--- EXERCISE INSTRUCTIONS ---
Reproduce the lines of the records below word for word, starting at the line that contains "Could you point to the stone wall" and ending at the line that contains "point(716, 501)", both included.

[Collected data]

▼

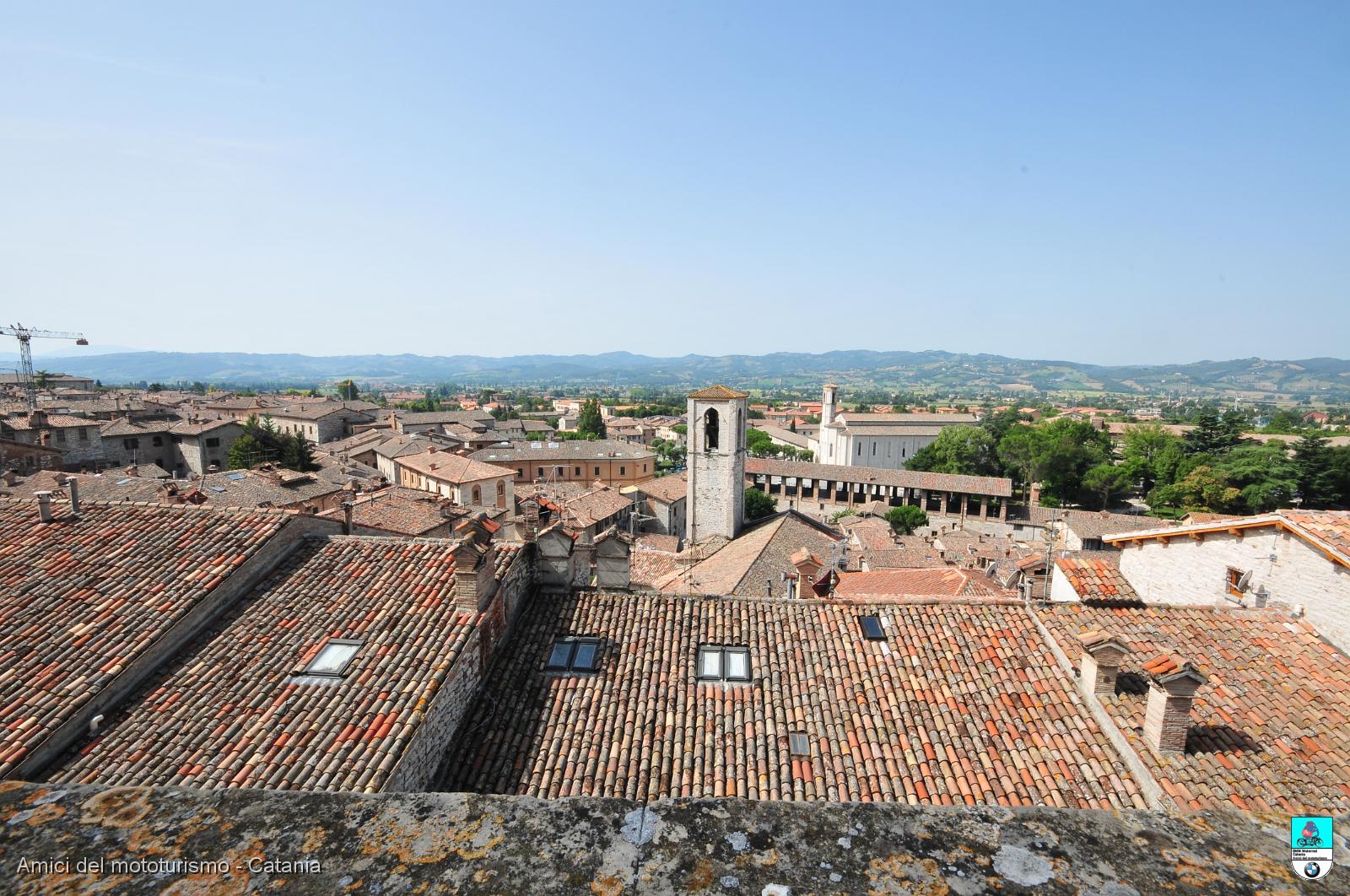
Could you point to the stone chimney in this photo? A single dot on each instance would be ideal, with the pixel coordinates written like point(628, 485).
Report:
point(1100, 661)
point(469, 556)
point(44, 505)
point(1172, 687)
point(807, 569)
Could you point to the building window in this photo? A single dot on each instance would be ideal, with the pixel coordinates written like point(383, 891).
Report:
point(871, 628)
point(334, 657)
point(724, 664)
point(574, 655)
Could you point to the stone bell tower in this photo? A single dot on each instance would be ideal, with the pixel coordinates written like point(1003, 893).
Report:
point(716, 502)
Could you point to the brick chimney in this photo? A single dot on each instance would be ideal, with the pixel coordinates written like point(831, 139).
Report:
point(1172, 687)
point(1100, 661)
point(807, 571)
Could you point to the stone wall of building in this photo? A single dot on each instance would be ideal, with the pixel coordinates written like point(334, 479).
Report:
point(1185, 569)
point(716, 498)
point(472, 844)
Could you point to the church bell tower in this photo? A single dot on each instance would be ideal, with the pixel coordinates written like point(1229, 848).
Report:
point(716, 501)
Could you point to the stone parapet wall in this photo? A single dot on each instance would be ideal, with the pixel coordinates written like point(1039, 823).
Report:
point(469, 844)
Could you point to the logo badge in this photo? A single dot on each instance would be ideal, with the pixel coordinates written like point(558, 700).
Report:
point(1310, 845)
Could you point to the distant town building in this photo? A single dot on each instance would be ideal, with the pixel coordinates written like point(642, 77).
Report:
point(875, 440)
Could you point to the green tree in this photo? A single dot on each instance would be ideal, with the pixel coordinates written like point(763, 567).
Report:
point(246, 451)
point(1151, 455)
point(591, 423)
point(1266, 475)
point(759, 443)
point(1104, 483)
point(297, 454)
point(906, 518)
point(1214, 435)
point(958, 450)
point(1316, 479)
point(1205, 488)
point(759, 505)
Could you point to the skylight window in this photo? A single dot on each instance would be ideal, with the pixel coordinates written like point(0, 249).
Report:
point(871, 628)
point(724, 664)
point(334, 657)
point(574, 655)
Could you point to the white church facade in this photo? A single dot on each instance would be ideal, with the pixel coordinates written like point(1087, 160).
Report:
point(875, 440)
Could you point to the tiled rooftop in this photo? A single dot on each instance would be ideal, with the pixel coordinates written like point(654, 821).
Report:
point(960, 704)
point(1097, 579)
point(229, 713)
point(1271, 726)
point(667, 488)
point(115, 579)
point(753, 563)
point(908, 478)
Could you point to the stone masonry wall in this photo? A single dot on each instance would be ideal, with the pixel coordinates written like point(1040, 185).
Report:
point(1190, 571)
point(283, 841)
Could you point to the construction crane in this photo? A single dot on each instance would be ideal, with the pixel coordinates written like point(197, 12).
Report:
point(24, 335)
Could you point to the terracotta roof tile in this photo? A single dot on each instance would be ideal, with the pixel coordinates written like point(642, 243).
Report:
point(960, 704)
point(1271, 725)
point(116, 578)
point(1098, 580)
point(231, 711)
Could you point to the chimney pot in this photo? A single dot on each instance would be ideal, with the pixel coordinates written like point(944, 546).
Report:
point(1167, 720)
point(44, 505)
point(1100, 663)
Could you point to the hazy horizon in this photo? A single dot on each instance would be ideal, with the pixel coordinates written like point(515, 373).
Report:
point(1140, 185)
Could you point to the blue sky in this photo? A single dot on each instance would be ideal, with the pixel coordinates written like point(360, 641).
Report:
point(1100, 182)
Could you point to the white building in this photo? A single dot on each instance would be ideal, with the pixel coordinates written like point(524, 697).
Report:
point(875, 440)
point(1289, 558)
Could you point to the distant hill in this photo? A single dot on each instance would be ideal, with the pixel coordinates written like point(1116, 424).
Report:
point(1327, 378)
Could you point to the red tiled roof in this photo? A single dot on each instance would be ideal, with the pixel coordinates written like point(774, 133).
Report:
point(1271, 726)
point(1097, 579)
point(83, 598)
point(231, 711)
point(960, 704)
point(879, 475)
point(882, 583)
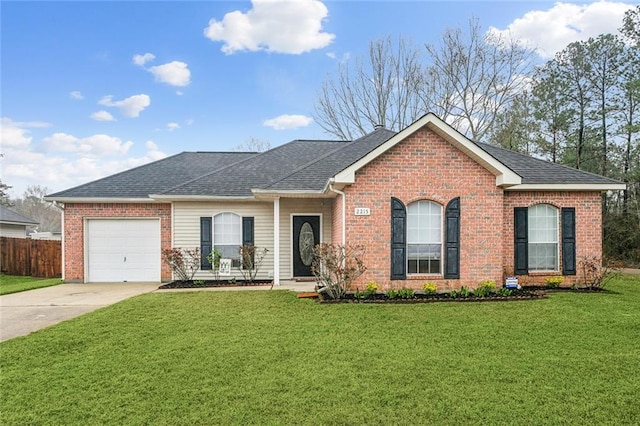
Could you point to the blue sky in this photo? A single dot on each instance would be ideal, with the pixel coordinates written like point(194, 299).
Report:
point(93, 88)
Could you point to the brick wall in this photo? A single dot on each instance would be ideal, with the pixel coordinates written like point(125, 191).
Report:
point(75, 213)
point(426, 167)
point(588, 227)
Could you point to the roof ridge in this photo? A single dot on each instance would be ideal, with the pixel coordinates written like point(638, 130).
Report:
point(304, 166)
point(214, 171)
point(346, 145)
point(530, 157)
point(122, 172)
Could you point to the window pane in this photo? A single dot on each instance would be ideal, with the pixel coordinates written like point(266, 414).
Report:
point(543, 238)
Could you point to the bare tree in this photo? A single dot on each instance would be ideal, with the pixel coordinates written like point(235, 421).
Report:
point(472, 76)
point(382, 89)
point(4, 197)
point(253, 145)
point(32, 205)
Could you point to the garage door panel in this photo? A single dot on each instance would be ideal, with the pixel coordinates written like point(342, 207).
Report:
point(123, 250)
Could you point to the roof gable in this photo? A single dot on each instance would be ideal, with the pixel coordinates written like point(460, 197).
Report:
point(504, 175)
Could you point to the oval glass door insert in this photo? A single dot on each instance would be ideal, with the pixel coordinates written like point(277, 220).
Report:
point(306, 244)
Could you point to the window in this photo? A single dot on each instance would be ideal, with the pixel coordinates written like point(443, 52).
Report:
point(227, 236)
point(543, 238)
point(424, 238)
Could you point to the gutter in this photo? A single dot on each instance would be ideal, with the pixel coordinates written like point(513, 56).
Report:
point(344, 210)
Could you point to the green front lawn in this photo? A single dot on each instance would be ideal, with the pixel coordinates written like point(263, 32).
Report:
point(14, 283)
point(266, 357)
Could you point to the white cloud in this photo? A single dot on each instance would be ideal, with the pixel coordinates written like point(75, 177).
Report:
point(94, 146)
point(286, 121)
point(129, 107)
point(141, 60)
point(174, 73)
point(549, 31)
point(279, 26)
point(102, 115)
point(66, 160)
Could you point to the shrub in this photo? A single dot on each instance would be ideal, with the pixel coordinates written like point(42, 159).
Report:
point(596, 273)
point(392, 294)
point(504, 291)
point(554, 282)
point(372, 287)
point(486, 288)
point(252, 259)
point(406, 293)
point(184, 263)
point(429, 288)
point(336, 267)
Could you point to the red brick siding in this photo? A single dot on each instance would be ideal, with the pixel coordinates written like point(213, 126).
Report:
point(426, 167)
point(588, 227)
point(75, 213)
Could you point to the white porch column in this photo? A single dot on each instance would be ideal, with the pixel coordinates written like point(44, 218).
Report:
point(276, 241)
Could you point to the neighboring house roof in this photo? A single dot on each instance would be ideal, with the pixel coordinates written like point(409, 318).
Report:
point(8, 216)
point(305, 166)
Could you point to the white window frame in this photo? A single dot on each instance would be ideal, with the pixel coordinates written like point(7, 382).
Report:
point(556, 242)
point(236, 258)
point(441, 222)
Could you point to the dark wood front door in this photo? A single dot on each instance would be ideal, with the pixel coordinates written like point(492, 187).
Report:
point(306, 234)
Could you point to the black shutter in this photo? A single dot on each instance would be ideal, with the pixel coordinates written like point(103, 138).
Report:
point(247, 236)
point(398, 240)
point(568, 241)
point(452, 243)
point(205, 242)
point(521, 249)
point(247, 231)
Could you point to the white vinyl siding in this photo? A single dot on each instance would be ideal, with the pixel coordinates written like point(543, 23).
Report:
point(186, 223)
point(543, 238)
point(227, 236)
point(186, 232)
point(13, 231)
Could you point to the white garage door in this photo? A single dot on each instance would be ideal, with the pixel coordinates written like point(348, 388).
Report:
point(120, 250)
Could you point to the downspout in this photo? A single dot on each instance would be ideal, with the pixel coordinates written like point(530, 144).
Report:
point(344, 210)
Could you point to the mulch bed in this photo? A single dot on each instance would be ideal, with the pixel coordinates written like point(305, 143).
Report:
point(214, 283)
point(440, 297)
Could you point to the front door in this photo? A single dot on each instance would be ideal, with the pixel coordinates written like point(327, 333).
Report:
point(306, 234)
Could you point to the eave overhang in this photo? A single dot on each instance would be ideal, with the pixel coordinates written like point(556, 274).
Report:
point(505, 177)
point(598, 187)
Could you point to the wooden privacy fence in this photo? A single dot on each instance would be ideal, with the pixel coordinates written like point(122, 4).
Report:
point(27, 257)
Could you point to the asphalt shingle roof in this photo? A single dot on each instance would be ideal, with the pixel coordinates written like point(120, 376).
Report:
point(300, 165)
point(155, 177)
point(314, 176)
point(259, 171)
point(534, 170)
point(8, 215)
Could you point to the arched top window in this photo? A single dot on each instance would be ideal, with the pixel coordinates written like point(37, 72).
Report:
point(424, 238)
point(227, 236)
point(543, 237)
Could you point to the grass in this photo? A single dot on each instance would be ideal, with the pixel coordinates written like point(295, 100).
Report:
point(266, 357)
point(14, 284)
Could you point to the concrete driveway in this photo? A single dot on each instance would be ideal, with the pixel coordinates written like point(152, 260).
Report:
point(25, 312)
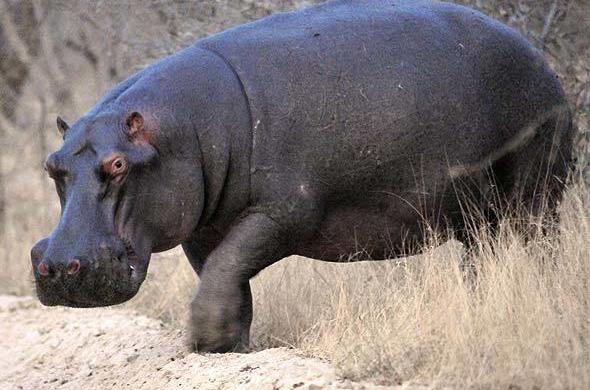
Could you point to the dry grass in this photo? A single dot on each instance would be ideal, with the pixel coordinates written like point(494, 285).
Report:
point(525, 323)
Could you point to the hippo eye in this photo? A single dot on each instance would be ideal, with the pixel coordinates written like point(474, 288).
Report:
point(118, 166)
point(114, 167)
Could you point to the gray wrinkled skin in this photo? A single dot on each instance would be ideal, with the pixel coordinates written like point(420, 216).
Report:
point(336, 132)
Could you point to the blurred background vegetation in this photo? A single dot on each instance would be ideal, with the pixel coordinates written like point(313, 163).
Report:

▲

--- RESULT BELOW ---
Could you point to the stone wall of building in this photo? A single dot on each instance would be ideal, with the pixel coordinates written like point(334, 479).
Report:
point(1185, 569)
point(716, 498)
point(472, 844)
Could you point to the church bell tower in this photo? A single dot on each instance would be ideal, with the pixel coordinates written like point(1229, 848).
Report:
point(716, 501)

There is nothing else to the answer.